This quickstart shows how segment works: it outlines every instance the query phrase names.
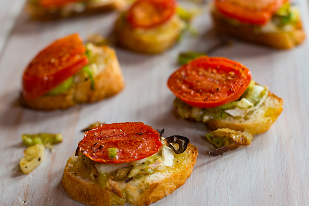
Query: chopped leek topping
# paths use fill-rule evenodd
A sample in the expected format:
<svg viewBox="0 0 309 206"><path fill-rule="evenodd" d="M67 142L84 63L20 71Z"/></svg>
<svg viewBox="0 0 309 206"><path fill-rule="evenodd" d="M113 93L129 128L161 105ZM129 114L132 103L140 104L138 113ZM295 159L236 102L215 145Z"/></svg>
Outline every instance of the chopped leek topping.
<svg viewBox="0 0 309 206"><path fill-rule="evenodd" d="M187 64L189 61L193 60L199 57L206 56L204 53L196 53L194 52L188 52L181 53L178 57L178 62L181 65Z"/></svg>
<svg viewBox="0 0 309 206"><path fill-rule="evenodd" d="M248 93L245 98L252 102L253 105L255 105L259 100L259 97L260 96L261 93L265 89L265 88L262 86L254 85Z"/></svg>
<svg viewBox="0 0 309 206"><path fill-rule="evenodd" d="M113 159L117 158L117 148L109 148L109 159Z"/></svg>
<svg viewBox="0 0 309 206"><path fill-rule="evenodd" d="M49 91L48 94L56 95L63 93L68 90L73 84L73 79L72 77L71 77L62 82L60 85L57 86L57 87Z"/></svg>
<svg viewBox="0 0 309 206"><path fill-rule="evenodd" d="M237 102L236 101L234 101L224 105L222 105L222 106L218 107L217 108L221 109L221 110L227 110L228 109L235 108L237 104Z"/></svg>
<svg viewBox="0 0 309 206"><path fill-rule="evenodd" d="M243 98L237 103L236 106L238 108L247 109L253 105L253 103L250 101L245 98Z"/></svg>
<svg viewBox="0 0 309 206"><path fill-rule="evenodd" d="M28 147L24 151L25 157L21 159L19 165L22 172L28 174L35 169L42 162L45 147L41 143Z"/></svg>
<svg viewBox="0 0 309 206"><path fill-rule="evenodd" d="M36 134L24 134L22 135L23 142L27 146L41 143L44 146L55 144L61 142L63 140L61 134L39 133Z"/></svg>
<svg viewBox="0 0 309 206"><path fill-rule="evenodd" d="M182 20L185 22L190 21L193 18L194 14L186 10L184 8L178 7L176 8L176 13Z"/></svg>
<svg viewBox="0 0 309 206"><path fill-rule="evenodd" d="M94 90L94 77L93 77L93 73L90 69L89 65L87 65L84 67L82 70L86 72L89 76L89 78L90 80L90 88L92 90Z"/></svg>
<svg viewBox="0 0 309 206"><path fill-rule="evenodd" d="M299 21L298 10L287 2L283 4L273 17L273 21L278 26L283 27L288 24L293 25Z"/></svg>

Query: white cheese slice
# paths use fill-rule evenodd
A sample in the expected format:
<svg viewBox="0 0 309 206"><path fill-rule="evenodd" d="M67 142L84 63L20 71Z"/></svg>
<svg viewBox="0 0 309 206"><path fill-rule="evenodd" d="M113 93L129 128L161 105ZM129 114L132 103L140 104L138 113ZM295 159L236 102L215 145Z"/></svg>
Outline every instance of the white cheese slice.
<svg viewBox="0 0 309 206"><path fill-rule="evenodd" d="M131 165L127 163L120 164L96 163L94 164L94 166L99 174L101 174L110 173L120 169L130 167Z"/></svg>

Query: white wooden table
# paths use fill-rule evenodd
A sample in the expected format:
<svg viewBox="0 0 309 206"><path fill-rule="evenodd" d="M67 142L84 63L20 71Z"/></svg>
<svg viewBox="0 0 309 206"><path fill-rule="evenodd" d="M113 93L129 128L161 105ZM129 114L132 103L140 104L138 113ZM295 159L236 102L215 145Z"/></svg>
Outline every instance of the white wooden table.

◇ ◇ ◇ ◇ ◇ ◇ ◇

**Wat te doen:**
Zoek in de items elke regel waarin het woord "leek" staat en schrijf die regels over. Het verschil tussen hoofdletters en kleine letters telt mee.

**Schriftelijk antwoord:**
Query: chopped leek topping
Outline every instance of the chopped leek topping.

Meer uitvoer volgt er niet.